WHAT IS REQUIRED
Go to the line that contains "Outline the bus interior" and extract it along with every line after it, exactly, through the end of the data below.

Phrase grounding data
########################################

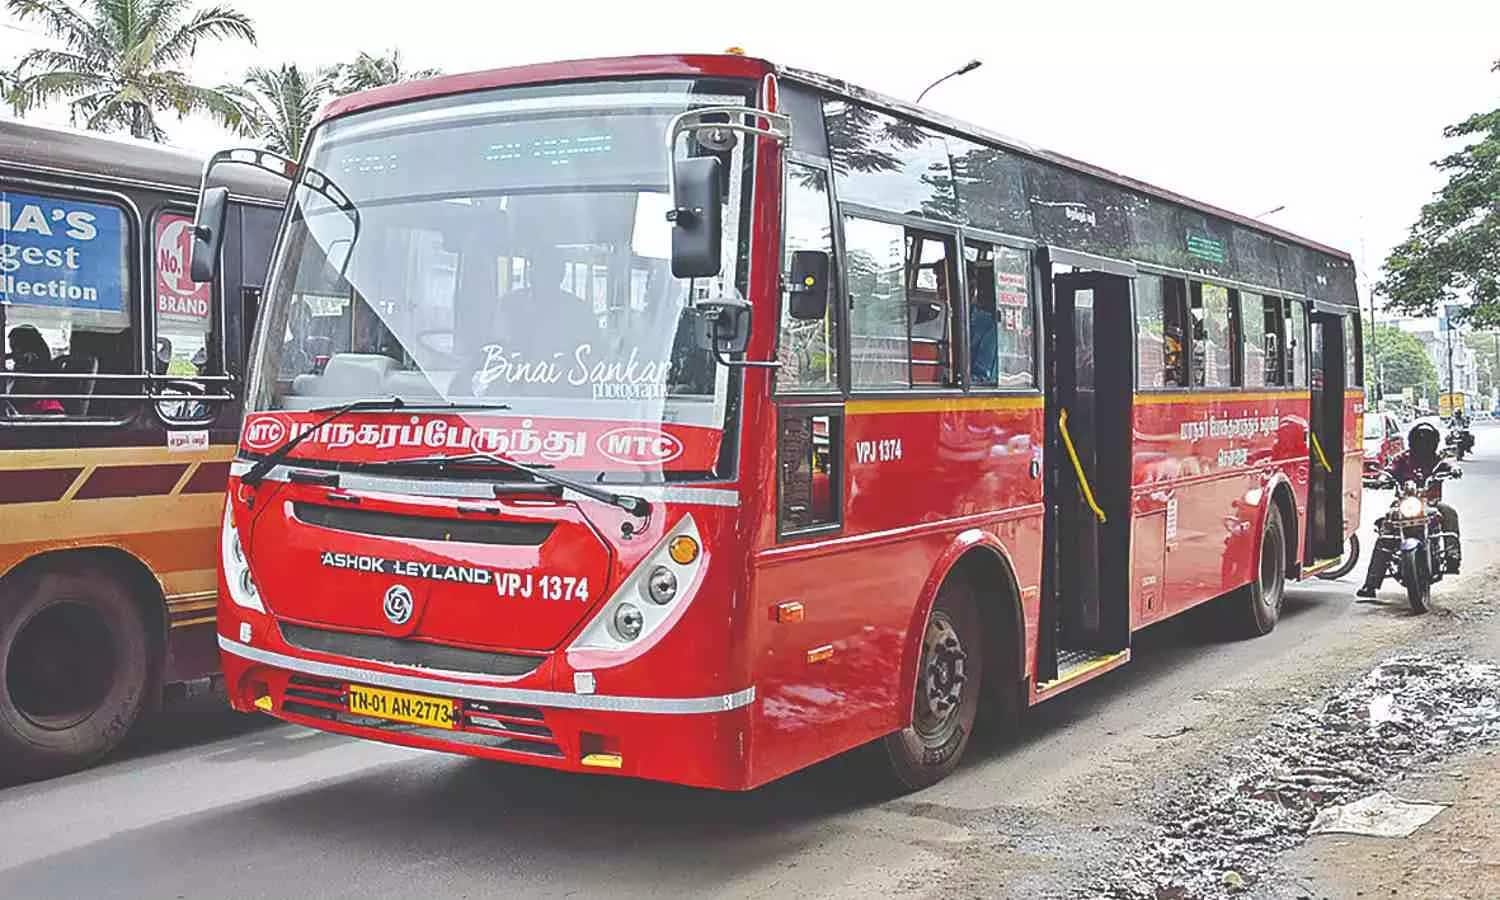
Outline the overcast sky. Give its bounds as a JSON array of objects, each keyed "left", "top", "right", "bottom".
[{"left": 4, "top": 0, "right": 1497, "bottom": 309}]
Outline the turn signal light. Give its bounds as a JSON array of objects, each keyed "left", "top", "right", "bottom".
[
  {"left": 582, "top": 753, "right": 623, "bottom": 769},
  {"left": 253, "top": 695, "right": 273, "bottom": 712},
  {"left": 669, "top": 535, "right": 700, "bottom": 565}
]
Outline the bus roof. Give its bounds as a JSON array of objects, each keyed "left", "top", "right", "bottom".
[
  {"left": 315, "top": 53, "right": 1354, "bottom": 297},
  {"left": 0, "top": 117, "right": 287, "bottom": 205}
]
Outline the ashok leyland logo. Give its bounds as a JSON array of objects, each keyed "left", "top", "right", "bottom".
[{"left": 382, "top": 584, "right": 414, "bottom": 626}]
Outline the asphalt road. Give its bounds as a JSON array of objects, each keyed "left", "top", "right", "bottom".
[{"left": 4, "top": 427, "right": 1499, "bottom": 899}]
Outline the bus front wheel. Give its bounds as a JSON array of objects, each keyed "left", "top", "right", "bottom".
[
  {"left": 880, "top": 580, "right": 984, "bottom": 791},
  {"left": 0, "top": 565, "right": 150, "bottom": 782}
]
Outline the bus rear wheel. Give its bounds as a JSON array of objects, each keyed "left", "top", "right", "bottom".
[
  {"left": 1238, "top": 506, "right": 1287, "bottom": 637},
  {"left": 0, "top": 566, "right": 150, "bottom": 782},
  {"left": 880, "top": 581, "right": 983, "bottom": 791}
]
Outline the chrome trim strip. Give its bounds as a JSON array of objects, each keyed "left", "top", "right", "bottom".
[
  {"left": 227, "top": 462, "right": 742, "bottom": 507},
  {"left": 221, "top": 635, "right": 755, "bottom": 715}
]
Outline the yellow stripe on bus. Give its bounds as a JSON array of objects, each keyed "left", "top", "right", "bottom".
[
  {"left": 1134, "top": 390, "right": 1308, "bottom": 405},
  {"left": 0, "top": 444, "right": 235, "bottom": 471},
  {"left": 847, "top": 395, "right": 1044, "bottom": 415}
]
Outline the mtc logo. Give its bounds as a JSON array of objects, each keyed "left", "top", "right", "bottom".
[
  {"left": 242, "top": 416, "right": 287, "bottom": 451},
  {"left": 597, "top": 427, "right": 683, "bottom": 465}
]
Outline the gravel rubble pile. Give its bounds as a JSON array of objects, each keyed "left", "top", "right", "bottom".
[{"left": 1089, "top": 654, "right": 1500, "bottom": 899}]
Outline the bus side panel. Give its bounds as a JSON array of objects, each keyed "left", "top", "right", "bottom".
[
  {"left": 1343, "top": 391, "right": 1364, "bottom": 542},
  {"left": 1134, "top": 391, "right": 1311, "bottom": 617},
  {"left": 747, "top": 400, "right": 1043, "bottom": 787}
]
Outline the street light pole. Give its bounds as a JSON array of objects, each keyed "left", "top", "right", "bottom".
[{"left": 916, "top": 59, "right": 983, "bottom": 105}]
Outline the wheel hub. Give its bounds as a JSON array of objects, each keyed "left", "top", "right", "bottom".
[{"left": 916, "top": 614, "right": 967, "bottom": 740}]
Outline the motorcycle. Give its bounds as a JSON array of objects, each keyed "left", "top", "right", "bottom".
[
  {"left": 1446, "top": 423, "right": 1475, "bottom": 460},
  {"left": 1370, "top": 463, "right": 1462, "bottom": 613}
]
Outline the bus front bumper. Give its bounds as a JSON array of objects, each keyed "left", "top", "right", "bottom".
[{"left": 218, "top": 634, "right": 756, "bottom": 790}]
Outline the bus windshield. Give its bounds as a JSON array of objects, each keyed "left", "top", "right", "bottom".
[{"left": 248, "top": 78, "right": 754, "bottom": 475}]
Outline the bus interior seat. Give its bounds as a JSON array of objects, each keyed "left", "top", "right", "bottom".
[
  {"left": 291, "top": 353, "right": 396, "bottom": 397},
  {"left": 54, "top": 352, "right": 99, "bottom": 416}
]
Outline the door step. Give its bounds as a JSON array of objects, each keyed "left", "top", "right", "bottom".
[
  {"left": 1302, "top": 557, "right": 1343, "bottom": 578},
  {"left": 1036, "top": 649, "right": 1130, "bottom": 697}
]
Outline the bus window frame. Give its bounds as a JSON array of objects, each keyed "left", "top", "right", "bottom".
[
  {"left": 955, "top": 226, "right": 1041, "bottom": 396},
  {"left": 149, "top": 200, "right": 232, "bottom": 427},
  {"left": 1130, "top": 266, "right": 1192, "bottom": 396},
  {"left": 837, "top": 202, "right": 964, "bottom": 398},
  {"left": 774, "top": 150, "right": 845, "bottom": 401},
  {"left": 0, "top": 174, "right": 144, "bottom": 429}
]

########################################

YOUR SOLUTION
Outline the bus interior seat. Give its bounds as a JSON array of objects, each keyed "left", "top", "right", "bottom".
[
  {"left": 291, "top": 353, "right": 396, "bottom": 397},
  {"left": 54, "top": 352, "right": 99, "bottom": 416}
]
Outline the door step. Give its bounds as a JSON array of objects, each keyed "left", "top", "right", "bottom".
[
  {"left": 1302, "top": 557, "right": 1343, "bottom": 578},
  {"left": 1036, "top": 649, "right": 1130, "bottom": 697}
]
Outline the bus window frame. Give its bounds as a JSON array of objects, each keyed "left", "top", "right", "bottom".
[
  {"left": 955, "top": 226, "right": 1041, "bottom": 396},
  {"left": 149, "top": 200, "right": 232, "bottom": 427},
  {"left": 1130, "top": 266, "right": 1192, "bottom": 396},
  {"left": 837, "top": 202, "right": 964, "bottom": 398},
  {"left": 774, "top": 150, "right": 845, "bottom": 401},
  {"left": 0, "top": 174, "right": 144, "bottom": 429}
]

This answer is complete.